Das bedeutet aber keineswegs, dass die Netzbetreiber um die Deutsche Telekom und ihre Konkurrenten den Zeitgeist nicht erkannt hätten. Ganz im Gegenteil. «Wir wollen den Breitbandausbau weiter beschleunigen», beteuert Telekom-Chef Tim Höttges immer wieder.
Dabei setzt das Unternehmen aber auf eine Technik, die vor allem unter den Wettbewerbern in Verruf geraten ist und derzeit für Zoff in der Branche sorgt: Das sogenannte Vectoring. Mit seiner Hilfe soll der Datentransfer über die Kupferkabel auf der letzten Meile zum Kunden beschleunigt werden.
Geschwindigkeiten von 100 MBit pro Sekunde verspricht die Telekom und mit Vectoring Plus, Super-Vectoring und dem Standard G.fast soll das Tempo in wenigen Jahren noch einmal erhöht werden. Doch diese Strategie ist den Wettbewerbern ein Dorn im Auge, sie halten sie für wenig nachhaltig.
================
AUFGABE A :: Welche Geschwindigkeit verspricht die Telekom laut dem Textauszug?
================
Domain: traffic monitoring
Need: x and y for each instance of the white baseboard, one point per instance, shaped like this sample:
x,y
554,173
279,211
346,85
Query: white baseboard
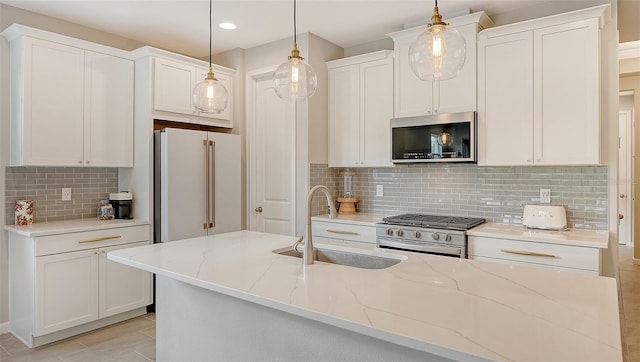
x,y
4,328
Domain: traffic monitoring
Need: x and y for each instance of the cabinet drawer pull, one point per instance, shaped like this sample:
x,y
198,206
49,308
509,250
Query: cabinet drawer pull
x,y
342,232
529,253
100,239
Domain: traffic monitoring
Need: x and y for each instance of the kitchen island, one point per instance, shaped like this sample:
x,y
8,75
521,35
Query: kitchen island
x,y
229,297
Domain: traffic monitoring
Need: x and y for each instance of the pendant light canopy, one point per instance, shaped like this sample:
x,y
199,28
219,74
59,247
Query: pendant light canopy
x,y
295,79
438,53
209,96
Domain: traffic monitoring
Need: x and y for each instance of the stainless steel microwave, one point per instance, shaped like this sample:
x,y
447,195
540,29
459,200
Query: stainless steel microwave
x,y
447,137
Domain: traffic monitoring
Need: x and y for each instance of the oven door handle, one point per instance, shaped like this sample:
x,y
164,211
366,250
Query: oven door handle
x,y
449,250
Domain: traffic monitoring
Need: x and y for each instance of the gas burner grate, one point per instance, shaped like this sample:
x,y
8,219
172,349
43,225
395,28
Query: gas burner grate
x,y
434,221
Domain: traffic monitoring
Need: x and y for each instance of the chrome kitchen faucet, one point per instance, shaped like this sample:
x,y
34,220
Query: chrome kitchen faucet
x,y
307,254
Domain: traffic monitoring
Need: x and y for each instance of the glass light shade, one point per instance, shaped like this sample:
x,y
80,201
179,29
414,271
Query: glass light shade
x,y
209,96
295,80
438,53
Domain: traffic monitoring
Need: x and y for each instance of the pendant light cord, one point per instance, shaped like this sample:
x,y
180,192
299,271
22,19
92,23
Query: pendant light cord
x,y
210,37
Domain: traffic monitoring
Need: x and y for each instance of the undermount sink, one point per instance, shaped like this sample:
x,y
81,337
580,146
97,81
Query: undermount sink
x,y
341,257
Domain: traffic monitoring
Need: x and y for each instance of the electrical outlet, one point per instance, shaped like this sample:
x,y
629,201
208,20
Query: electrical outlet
x,y
545,196
66,194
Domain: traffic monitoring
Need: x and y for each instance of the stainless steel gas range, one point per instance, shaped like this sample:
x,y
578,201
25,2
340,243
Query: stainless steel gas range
x,y
433,234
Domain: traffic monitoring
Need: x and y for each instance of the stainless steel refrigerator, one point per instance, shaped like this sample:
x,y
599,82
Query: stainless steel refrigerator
x,y
197,184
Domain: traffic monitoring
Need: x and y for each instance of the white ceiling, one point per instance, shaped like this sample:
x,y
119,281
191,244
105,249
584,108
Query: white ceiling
x,y
182,25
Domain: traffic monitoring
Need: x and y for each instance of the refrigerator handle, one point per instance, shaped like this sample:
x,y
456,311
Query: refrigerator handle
x,y
206,184
213,184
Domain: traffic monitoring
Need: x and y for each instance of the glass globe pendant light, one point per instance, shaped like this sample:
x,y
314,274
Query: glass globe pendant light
x,y
295,79
209,96
438,53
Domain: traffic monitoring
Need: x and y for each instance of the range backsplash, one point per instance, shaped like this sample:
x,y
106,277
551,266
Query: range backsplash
x,y
495,193
44,185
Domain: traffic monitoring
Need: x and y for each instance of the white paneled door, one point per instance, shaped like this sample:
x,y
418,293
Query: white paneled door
x,y
271,159
625,177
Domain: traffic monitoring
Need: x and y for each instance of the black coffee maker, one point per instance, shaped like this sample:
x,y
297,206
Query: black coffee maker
x,y
121,202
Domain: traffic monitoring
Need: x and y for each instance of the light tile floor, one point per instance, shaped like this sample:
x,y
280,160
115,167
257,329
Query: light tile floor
x,y
629,304
128,341
134,340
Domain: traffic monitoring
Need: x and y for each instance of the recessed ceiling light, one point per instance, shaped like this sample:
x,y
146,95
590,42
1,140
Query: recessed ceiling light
x,y
227,26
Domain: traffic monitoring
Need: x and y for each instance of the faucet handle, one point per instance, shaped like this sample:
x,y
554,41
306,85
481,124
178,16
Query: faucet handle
x,y
298,244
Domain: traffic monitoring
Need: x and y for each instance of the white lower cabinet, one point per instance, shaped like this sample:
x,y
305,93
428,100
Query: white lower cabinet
x,y
340,233
63,284
536,254
66,291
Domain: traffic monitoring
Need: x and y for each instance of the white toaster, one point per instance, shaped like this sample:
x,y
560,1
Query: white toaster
x,y
545,217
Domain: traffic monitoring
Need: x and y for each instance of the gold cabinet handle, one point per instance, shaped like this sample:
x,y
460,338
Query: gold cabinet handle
x,y
342,232
102,238
529,253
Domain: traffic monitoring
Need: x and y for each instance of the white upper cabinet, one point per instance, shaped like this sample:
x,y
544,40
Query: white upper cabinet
x,y
108,111
173,83
505,96
539,92
415,97
360,109
70,106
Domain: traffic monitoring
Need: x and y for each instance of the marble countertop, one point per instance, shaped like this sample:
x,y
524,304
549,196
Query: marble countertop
x,y
70,226
358,218
574,237
457,308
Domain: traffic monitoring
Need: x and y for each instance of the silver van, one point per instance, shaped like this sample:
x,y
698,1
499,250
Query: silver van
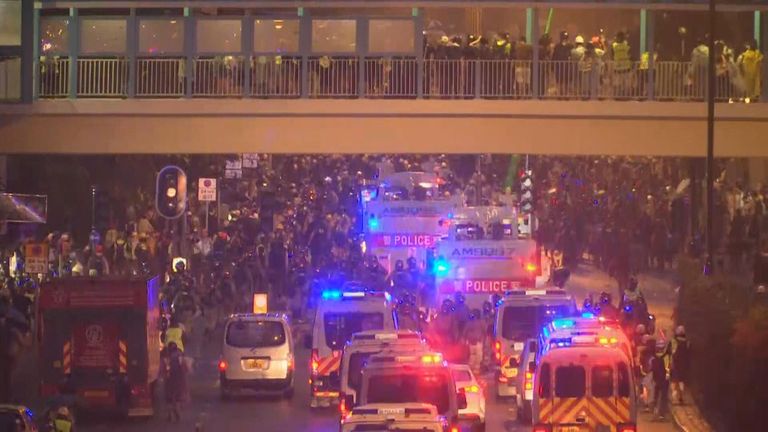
x,y
257,355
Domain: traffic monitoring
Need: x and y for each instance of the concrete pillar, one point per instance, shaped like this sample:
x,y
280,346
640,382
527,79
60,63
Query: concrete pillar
x,y
361,44
132,45
418,44
305,48
190,47
247,51
74,50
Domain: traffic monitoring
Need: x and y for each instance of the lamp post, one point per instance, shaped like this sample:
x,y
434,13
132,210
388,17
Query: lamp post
x,y
709,261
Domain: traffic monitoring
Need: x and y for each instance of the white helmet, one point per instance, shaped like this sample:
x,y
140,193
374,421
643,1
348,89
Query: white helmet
x,y
680,331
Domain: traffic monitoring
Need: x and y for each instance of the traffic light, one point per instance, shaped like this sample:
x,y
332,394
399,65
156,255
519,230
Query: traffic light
x,y
171,192
526,192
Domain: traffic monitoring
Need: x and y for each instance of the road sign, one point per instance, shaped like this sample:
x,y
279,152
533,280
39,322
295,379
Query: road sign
x,y
206,190
36,258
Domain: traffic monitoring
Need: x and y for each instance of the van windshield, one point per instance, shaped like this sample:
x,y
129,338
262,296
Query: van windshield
x,y
255,334
339,327
524,322
432,388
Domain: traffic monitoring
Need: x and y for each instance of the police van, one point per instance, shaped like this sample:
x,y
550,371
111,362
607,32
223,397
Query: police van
x,y
484,255
406,217
361,348
520,316
418,377
339,315
584,388
394,417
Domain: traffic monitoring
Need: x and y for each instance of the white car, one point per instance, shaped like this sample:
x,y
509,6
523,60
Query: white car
x,y
474,413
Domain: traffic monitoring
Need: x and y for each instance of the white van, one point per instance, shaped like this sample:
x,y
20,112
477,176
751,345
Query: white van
x,y
339,315
359,350
257,355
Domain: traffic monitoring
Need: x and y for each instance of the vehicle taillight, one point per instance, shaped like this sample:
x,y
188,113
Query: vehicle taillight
x,y
315,362
626,427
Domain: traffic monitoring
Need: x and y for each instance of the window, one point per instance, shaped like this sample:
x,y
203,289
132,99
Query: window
x,y
623,371
255,334
100,35
430,388
54,35
570,381
545,390
391,36
218,36
10,22
10,78
276,35
339,327
161,36
334,36
602,381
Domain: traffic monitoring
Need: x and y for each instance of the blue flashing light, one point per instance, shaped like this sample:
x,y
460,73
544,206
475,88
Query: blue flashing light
x,y
442,267
331,295
562,323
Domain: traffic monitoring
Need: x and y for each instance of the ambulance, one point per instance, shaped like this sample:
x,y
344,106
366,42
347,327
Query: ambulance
x,y
405,218
520,316
394,417
584,388
361,348
484,255
341,313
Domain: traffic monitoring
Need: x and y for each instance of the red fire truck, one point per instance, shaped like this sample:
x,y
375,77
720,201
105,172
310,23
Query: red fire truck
x,y
99,340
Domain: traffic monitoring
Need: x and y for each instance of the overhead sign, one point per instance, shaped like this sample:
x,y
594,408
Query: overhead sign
x,y
36,258
403,240
23,208
206,190
479,286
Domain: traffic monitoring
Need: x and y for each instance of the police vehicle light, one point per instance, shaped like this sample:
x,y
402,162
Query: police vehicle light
x,y
441,267
563,323
432,358
331,295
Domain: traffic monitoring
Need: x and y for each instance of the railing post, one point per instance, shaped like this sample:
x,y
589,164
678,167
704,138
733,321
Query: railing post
x,y
532,29
305,48
247,47
133,47
35,53
418,44
74,50
651,42
361,43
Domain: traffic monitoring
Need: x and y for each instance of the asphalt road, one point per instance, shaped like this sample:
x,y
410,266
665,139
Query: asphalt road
x,y
207,412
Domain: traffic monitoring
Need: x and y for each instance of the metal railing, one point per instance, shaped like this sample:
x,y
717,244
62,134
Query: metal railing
x,y
275,76
53,77
333,77
391,77
102,77
160,77
220,76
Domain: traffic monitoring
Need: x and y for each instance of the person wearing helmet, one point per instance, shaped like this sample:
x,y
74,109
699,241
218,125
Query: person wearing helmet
x,y
680,349
474,336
================
AUFGABE B :: Gib jede Zeile der Einträge zurück, in der die Zeichenfolge „pillar“ vorkommt. Groß- und Kleinschreibung zählt.

ANTWORT A :: 100 MBit pro Sekunde.

ANTWORT B ::
Need: x and y for each instance of the concrete pillar, one point per instance, shaped like this sample:
Query: concrete pillar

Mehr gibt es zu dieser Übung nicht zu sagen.